[제시문]
──────────
2024년 10월 17일
Long-LRM: Long-sequence Large Reconstruction Model for Wide-coverage Gaussian Splats
(Chen Ziwen, Hao Tan, Kai Zhang, Sai Bi, Fujun Luan, Yicong Hong, Li Fuxin, Zexiang Xu)
We propose Long-LRM, a generalizable 3D Gaussian reconstruction model that is capable of reconstructing a large scene from a long sequence of input images. Specifically, our model can process 32 source images at 960x540 resolution within only 1.3 seconds on a single A100 80G GPU. Our architecture features a mixture of the recent Mamba2 blocks and the classical transformer blocks which allowed many more tokens to be processed than prior work, enhanced by efficient token merging and Gaussian pruning steps that balance between quality and efficiency. Unlike previous feed-forward models that are limited to processing 1~4 input images and can only reconstruct a small portion of a large scene, Long-LRM reconstructs the entire scene in a single feed-forward step. On large-scale scene datasets such as DL3DV-140 and Tanks and Temples, our method achieves performance comparable to optimization-based approaches while being two orders of magnitude more efficient. Project page: https://arthurhero.github.io/projects/llrm
https://arthurhero.github.io/projects/llrm/
Long Context가 자연스러워지니 Novel View Synthesis 같은 문제에 대해서도 단순하게 이미지를 연결해버리는 접근이 가능하네요.
──────────
[모음집에서 가져온 기록]
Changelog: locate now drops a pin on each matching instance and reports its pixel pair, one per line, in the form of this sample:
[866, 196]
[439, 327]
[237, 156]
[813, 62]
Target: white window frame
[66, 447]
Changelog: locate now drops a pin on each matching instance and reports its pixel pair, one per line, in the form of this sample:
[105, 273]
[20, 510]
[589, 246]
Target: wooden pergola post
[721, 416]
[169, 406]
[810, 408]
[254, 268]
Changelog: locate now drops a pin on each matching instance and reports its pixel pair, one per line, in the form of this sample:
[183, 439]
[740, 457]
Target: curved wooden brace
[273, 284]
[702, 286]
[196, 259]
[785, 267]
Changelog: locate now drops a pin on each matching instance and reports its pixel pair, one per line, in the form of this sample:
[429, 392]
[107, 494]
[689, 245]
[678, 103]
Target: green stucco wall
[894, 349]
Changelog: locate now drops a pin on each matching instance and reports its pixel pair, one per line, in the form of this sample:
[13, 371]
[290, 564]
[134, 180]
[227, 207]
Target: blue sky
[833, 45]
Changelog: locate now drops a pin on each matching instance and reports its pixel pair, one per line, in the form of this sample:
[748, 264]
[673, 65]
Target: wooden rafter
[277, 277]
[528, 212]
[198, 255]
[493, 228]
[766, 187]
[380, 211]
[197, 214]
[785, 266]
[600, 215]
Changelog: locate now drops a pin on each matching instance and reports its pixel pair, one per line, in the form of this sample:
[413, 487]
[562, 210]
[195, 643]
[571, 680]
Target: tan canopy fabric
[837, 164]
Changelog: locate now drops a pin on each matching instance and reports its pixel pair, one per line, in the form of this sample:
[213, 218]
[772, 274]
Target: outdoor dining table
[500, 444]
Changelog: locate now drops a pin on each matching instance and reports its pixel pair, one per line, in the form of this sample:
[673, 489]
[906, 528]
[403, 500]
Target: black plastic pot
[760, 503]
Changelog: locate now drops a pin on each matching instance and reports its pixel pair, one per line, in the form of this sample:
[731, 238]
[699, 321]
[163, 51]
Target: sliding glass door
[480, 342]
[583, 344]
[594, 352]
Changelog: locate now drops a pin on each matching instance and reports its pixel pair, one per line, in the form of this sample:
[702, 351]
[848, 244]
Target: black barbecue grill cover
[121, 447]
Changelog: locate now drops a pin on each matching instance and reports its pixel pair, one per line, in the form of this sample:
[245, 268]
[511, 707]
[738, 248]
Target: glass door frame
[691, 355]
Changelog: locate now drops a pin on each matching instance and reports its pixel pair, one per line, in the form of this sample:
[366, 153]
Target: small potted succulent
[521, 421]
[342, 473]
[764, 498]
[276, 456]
──────────
[학습 문제]
(a) Long-LRM 소개 글을 읽고 다음 물음에 답하세요.
(i) 단일 A100 80G GPU에서 이 모델은 어떤 해상도의 소스 이미지 몇 장을 몇 초 안에 처리할 수 있습니까?
(ii) 이전 피드포워드 모델들은 입력 이미지를 몇 장까지만 처리할 수 있었습니까?
(iii) 이 모델의 성능을 평가한 대규모 장면 데이터셋 두 가지는 무엇입니까?
(b) Long-LRM 소개 글에서 "2024년 10월 17일"에서 시작해 "Fuxin, Zexiang Xu)"에서 끝나는 부분을 다시 쓰세요. 이때 "Long-LRM"라는 이름은 모두 "LLRM"로 바꾸세요.
(c) Long-LRM 소개 글을 마지막 문장 다음부터 이어 나가세요.

[연습 문제 정답]
(a)
(i) 960x540 해상도의 소스 이미지 32장을 1.3초 안에 처리할 수 있습니다.
(ii) 1~4장까지만 처리할 수 있었습니다.
(iii) DL3DV-140과 Tanks and Temples입니다.

(b)
2024년 10월 17일
LLRM: Long-sequence Large Reconstruction Model for Wide-coverage Gaussian Splats
(Chen Ziwen, Hao Tan, Kai Zhang, Sai Bi, Fujun Luan, Yicong Hong, Li Fuxin, Zexiang Xu)

(c)
With the ability to handle long contexts becoming more natural, it's now possible to simply concatenate multiple images as input for tasks like novel view synthesis.
#long-context #novel-view-synthesis
One Step Diffusion via Shortcut Models
(Kevin Frans, Danijar Hafner, Sergey Levine, Pieter Abbeel)
Diffusion models and flow-matching models have enabled generating diverse and realistic images by learning to transfer noise to data. However, sampling from these models involves iterative denoising over many neural network passes, making generation slow and expensive. Previous approaches for speeding up sampling require complex training regimes, such as multiple training phases, multiple networks, or fragile scheduling. We introduce shortcut models, a family of generative models that use a single network and training phase to produce high-quality samples in a single or multiple sampling steps. Shortcut models condition the network not only on the current noise level but also on the desired step size, allowing the model to skip ahead in the generation process. Across a wide range of sampling step budgets, shortcut models consistently produce higher quality samples than previous approaches, such as consistency models and reflow. Compared to distillation, shortcut models reduce complexity to a single network and training phase and additionally allow varying step budgets at inference time.
가변 샘플링 스텝에 대응 가능한 단순한 방법이군요. 스텝 크기를 모델의 입력으로 주는데, 스텝 두 번이 2배 크기의 스텝과 같아야 한다는 Self Distillation 형태의 Objective를 사용합니다.
This is a simple approach that can handle variable sampling steps. The step size is used as an input to the model, and it employs a self-distillation-like objective where two steps should be equivalent to one step with twice the step size.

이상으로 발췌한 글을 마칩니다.